§ Source data

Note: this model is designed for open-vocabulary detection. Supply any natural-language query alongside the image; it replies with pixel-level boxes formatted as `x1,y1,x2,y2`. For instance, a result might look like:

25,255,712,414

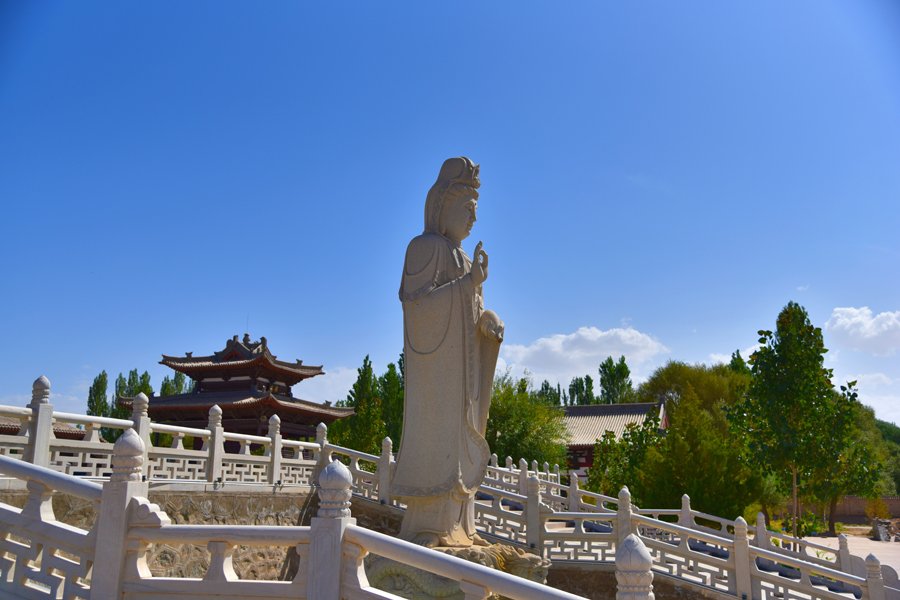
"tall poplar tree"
729,302,856,537
597,356,634,404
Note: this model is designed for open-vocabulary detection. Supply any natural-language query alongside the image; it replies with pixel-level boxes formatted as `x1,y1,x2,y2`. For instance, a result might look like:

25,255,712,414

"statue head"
425,156,481,234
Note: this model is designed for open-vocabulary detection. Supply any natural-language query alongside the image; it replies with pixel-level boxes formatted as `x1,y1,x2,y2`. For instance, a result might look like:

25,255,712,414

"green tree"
87,371,109,417
728,350,750,376
876,414,900,496
328,354,385,454
485,369,568,465
159,372,193,396
585,414,662,506
729,302,855,537
811,398,897,535
641,383,762,519
598,356,634,404
588,361,762,518
569,375,597,406
100,369,153,442
378,354,403,448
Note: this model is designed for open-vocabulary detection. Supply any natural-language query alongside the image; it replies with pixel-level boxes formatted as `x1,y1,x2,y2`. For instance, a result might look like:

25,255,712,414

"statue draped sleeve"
391,234,500,498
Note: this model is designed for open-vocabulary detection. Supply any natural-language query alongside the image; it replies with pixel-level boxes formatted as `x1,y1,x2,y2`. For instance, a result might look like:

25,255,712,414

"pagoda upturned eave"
159,351,325,385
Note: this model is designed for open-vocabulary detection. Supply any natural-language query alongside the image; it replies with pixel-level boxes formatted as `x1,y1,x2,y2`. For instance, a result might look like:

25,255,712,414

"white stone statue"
391,157,504,547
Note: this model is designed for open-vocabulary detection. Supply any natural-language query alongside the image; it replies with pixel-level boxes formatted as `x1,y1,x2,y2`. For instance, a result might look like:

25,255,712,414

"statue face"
441,196,478,242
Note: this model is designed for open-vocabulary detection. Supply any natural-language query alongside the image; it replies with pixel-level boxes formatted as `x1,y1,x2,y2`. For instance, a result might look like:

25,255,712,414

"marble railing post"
378,437,394,504
678,494,694,529
866,554,885,600
306,460,356,600
519,458,528,496
131,392,150,496
616,536,654,600
755,512,768,548
267,415,281,484
525,475,542,551
566,471,580,512
616,487,632,544
23,375,53,467
91,429,145,600
309,423,331,485
734,517,753,600
203,404,225,483
838,533,853,575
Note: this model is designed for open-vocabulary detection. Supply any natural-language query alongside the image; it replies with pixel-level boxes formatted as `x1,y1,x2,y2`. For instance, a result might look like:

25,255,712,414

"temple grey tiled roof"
563,402,660,447
119,390,353,418
160,335,324,379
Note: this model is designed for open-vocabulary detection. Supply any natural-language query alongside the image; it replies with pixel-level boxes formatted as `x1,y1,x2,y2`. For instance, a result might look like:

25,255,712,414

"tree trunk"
828,494,838,535
791,466,799,538
760,502,772,527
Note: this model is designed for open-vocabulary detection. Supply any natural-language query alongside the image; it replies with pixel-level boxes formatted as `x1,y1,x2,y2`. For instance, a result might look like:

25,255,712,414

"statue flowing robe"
391,233,500,546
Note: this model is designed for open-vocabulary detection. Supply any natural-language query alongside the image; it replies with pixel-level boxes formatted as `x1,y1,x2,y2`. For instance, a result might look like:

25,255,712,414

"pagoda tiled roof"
563,402,665,448
119,390,354,419
159,335,324,385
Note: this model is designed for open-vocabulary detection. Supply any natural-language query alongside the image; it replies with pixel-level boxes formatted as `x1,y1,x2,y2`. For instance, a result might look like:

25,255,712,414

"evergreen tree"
378,354,403,448
569,375,597,406
87,371,109,417
328,355,385,454
159,371,193,396
728,350,750,375
485,369,568,465
107,369,153,442
598,356,634,404
535,379,561,406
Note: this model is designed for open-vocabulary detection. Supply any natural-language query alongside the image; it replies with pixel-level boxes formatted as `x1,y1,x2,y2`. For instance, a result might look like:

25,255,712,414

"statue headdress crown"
425,156,481,233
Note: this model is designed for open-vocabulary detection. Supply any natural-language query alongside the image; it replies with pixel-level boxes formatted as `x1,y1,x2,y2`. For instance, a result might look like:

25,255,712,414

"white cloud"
498,327,669,385
709,344,760,365
825,306,900,356
0,394,31,408
48,392,87,415
848,373,894,388
291,367,359,404
859,393,900,425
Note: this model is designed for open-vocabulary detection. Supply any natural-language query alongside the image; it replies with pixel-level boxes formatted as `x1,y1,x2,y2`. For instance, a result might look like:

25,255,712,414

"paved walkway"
807,535,900,572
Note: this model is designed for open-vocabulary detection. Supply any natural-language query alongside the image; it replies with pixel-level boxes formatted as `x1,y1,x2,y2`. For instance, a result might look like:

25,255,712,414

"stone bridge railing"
0,378,900,600
0,429,612,600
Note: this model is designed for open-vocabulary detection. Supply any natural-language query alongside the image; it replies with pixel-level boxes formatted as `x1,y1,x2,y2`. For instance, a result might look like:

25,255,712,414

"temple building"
120,334,353,441
562,401,669,477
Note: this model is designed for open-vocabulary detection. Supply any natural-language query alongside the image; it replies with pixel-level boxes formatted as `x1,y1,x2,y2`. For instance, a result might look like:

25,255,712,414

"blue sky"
0,1,900,422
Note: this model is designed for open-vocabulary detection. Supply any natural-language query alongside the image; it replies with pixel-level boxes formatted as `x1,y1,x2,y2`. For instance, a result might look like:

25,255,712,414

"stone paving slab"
807,535,900,572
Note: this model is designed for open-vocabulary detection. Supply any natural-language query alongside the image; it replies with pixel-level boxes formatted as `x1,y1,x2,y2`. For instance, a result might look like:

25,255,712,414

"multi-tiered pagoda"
135,334,353,439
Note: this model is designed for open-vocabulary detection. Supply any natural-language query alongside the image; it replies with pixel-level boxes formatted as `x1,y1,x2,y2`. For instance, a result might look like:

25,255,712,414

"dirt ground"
807,519,900,572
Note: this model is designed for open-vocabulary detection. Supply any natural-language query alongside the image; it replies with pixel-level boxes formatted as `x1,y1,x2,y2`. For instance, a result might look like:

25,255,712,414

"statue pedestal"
366,544,550,600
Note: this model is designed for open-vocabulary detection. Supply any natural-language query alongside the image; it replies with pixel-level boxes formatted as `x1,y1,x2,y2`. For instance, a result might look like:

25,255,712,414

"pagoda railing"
0,378,900,600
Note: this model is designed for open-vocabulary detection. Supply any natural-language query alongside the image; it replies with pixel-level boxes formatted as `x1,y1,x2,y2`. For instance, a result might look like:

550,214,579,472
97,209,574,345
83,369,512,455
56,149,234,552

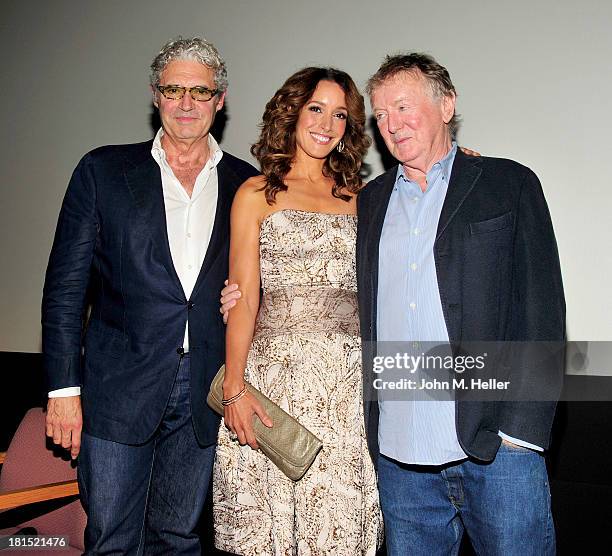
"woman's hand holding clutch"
224,385,272,450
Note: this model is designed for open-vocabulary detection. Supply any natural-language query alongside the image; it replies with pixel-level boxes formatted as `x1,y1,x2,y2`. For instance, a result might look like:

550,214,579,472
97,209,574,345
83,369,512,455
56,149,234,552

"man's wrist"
49,386,81,398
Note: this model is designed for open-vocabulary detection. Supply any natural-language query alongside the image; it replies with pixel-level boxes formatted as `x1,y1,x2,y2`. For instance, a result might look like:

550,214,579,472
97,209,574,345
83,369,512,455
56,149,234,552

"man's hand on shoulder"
47,396,83,459
459,147,480,156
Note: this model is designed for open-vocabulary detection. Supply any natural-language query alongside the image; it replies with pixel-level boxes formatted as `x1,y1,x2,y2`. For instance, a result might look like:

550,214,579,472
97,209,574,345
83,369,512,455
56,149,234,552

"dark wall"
0,352,612,555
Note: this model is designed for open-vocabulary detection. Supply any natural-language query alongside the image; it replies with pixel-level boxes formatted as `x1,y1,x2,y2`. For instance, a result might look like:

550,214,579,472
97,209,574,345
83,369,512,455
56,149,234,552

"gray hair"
149,37,227,92
366,52,461,138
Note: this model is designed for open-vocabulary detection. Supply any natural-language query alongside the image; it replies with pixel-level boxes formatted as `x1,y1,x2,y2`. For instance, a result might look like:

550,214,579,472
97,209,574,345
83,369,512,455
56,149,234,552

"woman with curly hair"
214,67,382,556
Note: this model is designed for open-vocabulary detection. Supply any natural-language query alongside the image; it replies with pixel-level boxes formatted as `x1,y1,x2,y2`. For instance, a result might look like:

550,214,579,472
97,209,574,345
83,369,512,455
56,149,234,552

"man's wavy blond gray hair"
149,37,227,92
366,52,461,138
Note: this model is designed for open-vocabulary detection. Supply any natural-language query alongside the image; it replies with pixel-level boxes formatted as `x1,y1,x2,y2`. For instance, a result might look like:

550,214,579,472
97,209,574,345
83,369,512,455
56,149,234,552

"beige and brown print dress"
213,209,382,556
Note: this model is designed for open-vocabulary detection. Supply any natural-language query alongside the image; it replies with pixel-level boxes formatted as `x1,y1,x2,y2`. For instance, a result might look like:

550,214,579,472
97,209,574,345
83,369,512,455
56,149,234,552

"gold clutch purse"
206,365,323,481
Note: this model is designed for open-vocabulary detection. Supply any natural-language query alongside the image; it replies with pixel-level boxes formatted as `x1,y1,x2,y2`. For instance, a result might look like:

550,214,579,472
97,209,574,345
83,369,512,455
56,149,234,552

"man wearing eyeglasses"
42,38,258,554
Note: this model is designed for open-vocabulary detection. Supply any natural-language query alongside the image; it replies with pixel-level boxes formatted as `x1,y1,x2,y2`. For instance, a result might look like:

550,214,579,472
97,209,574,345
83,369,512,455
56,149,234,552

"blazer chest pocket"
469,212,513,236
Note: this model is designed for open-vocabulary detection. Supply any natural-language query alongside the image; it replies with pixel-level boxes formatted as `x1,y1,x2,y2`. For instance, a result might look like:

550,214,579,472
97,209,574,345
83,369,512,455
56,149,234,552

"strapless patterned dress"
213,209,382,556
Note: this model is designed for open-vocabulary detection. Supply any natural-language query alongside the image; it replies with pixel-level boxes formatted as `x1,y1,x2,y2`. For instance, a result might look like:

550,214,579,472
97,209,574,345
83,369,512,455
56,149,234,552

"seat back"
0,408,87,549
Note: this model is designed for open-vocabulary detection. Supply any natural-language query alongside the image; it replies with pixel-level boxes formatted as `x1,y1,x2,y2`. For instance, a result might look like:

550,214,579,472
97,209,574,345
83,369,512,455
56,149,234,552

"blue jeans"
378,444,555,556
78,357,215,556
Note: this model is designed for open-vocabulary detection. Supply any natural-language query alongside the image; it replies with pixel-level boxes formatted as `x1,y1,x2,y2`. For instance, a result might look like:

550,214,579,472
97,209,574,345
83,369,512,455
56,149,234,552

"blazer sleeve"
42,155,98,390
499,170,565,447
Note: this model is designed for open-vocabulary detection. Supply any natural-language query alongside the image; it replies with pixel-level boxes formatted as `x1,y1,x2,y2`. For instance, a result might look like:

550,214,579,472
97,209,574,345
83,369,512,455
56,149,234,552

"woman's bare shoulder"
233,176,267,214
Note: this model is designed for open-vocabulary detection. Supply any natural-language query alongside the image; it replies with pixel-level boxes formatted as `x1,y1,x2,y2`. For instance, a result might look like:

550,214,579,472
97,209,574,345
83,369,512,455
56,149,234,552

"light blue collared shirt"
377,143,466,465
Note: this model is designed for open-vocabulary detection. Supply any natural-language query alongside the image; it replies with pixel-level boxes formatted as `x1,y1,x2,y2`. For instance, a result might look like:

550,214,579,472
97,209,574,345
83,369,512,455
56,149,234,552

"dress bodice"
259,209,357,291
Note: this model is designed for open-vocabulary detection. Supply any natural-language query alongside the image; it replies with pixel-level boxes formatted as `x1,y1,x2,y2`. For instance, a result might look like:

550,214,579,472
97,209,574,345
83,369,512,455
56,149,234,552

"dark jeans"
378,444,555,556
78,356,215,556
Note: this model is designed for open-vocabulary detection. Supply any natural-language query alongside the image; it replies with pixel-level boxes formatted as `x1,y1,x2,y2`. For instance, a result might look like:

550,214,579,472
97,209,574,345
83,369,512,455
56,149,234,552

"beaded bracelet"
221,384,247,406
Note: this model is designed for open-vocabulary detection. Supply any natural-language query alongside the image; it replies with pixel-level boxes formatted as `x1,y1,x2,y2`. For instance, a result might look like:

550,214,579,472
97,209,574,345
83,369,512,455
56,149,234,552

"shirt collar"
395,141,457,184
151,127,223,168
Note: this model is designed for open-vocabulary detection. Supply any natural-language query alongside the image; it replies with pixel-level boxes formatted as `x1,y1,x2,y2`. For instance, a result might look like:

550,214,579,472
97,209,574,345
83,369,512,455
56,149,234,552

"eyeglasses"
157,85,219,102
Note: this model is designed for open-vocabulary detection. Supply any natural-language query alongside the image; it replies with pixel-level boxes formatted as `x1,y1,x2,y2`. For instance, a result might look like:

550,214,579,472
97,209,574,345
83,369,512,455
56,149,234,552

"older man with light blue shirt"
357,54,565,556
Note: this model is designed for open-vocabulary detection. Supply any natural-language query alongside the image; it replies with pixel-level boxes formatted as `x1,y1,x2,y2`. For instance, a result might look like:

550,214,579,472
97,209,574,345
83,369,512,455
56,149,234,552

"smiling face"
154,60,225,143
371,71,455,172
295,81,348,159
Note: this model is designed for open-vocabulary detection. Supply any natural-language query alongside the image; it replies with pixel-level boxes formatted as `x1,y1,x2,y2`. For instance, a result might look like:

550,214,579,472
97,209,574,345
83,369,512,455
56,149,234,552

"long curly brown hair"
251,67,370,205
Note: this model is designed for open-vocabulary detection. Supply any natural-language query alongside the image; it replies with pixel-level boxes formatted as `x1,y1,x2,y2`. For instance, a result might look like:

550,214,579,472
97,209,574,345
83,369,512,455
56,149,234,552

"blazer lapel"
125,144,185,298
364,166,397,336
436,150,482,241
191,159,241,297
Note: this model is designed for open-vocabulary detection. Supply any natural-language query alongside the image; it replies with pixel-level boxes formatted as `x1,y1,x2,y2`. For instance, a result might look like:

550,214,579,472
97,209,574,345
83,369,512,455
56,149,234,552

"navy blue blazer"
357,151,565,461
42,141,258,446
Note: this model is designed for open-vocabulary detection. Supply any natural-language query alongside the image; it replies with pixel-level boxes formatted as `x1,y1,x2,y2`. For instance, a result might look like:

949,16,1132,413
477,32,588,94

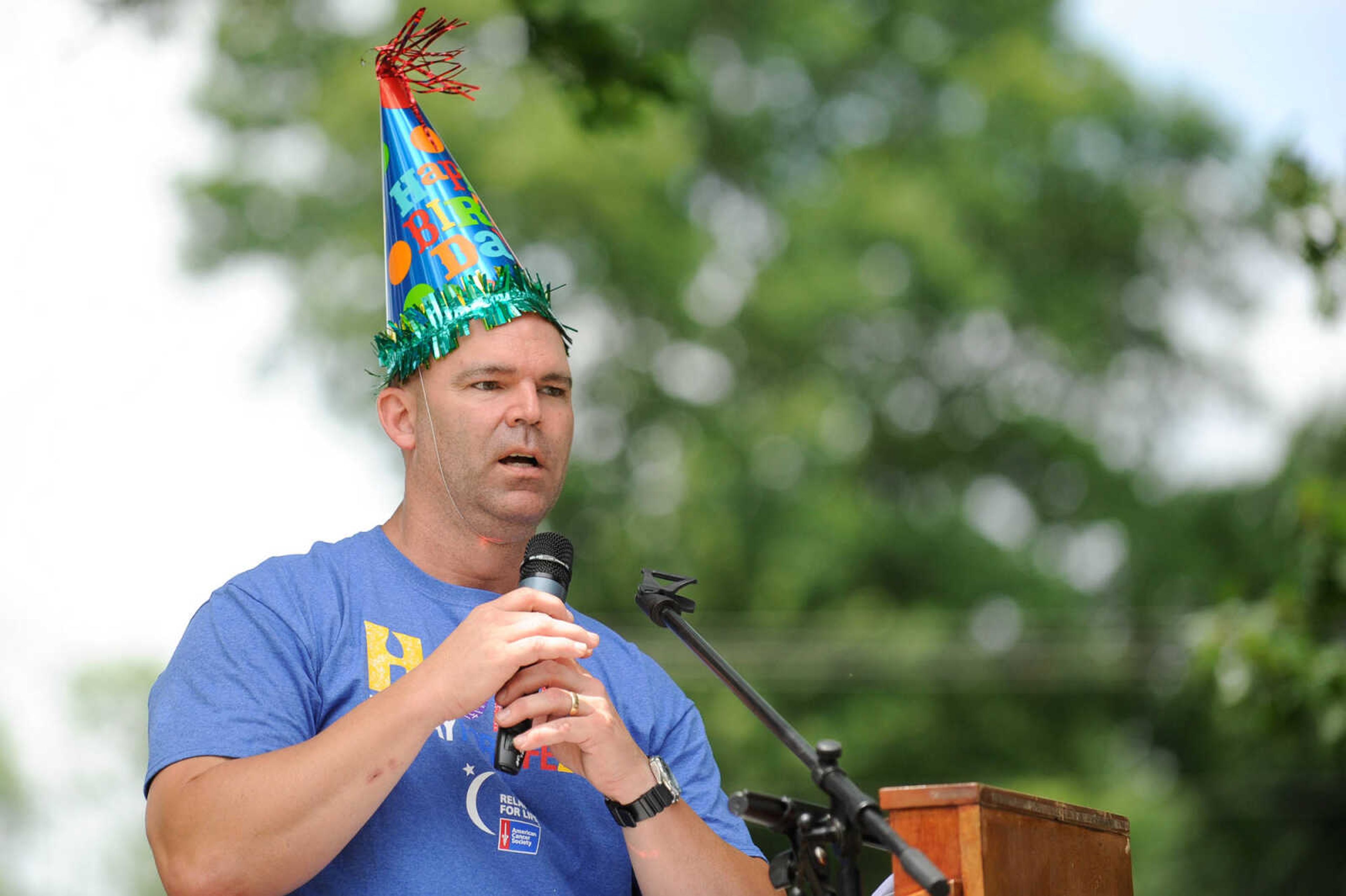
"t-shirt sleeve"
145,584,319,792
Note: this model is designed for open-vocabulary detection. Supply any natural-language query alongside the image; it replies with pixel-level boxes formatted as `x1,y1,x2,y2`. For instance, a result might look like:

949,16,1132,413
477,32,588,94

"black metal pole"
635,569,949,896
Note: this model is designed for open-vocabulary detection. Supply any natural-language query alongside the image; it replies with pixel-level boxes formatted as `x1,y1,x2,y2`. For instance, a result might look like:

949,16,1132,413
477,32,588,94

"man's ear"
374,386,417,451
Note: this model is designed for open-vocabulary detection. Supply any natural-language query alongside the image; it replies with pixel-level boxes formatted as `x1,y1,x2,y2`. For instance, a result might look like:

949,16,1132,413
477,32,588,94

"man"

§ What is being asked
Copy everything from the start of the listing down to and including the line containing "425,156,481,234", adding 3 to each coordinate of the answer boxes and keeping every other number as it is. Leave the pictures out.

§ Output
Note: this model is designed for open-vocabulary detection. Supply any natural-language query alongside the image; it replies with pixel-level boxes formatted as `x1,y1,x2,y2`. For instance, a result might look like:

25,255,712,414

"tall poplar tree"
732,305,859,540
600,359,637,407
Note: this model is designed for open-vocabulary detection. Supply any natural-language query alongside the image; it replies with pixel-level boxes formatted as `x1,y1,x2,y2`. For instance, a result might look like:

25,255,712,414

"statue head"
428,159,484,237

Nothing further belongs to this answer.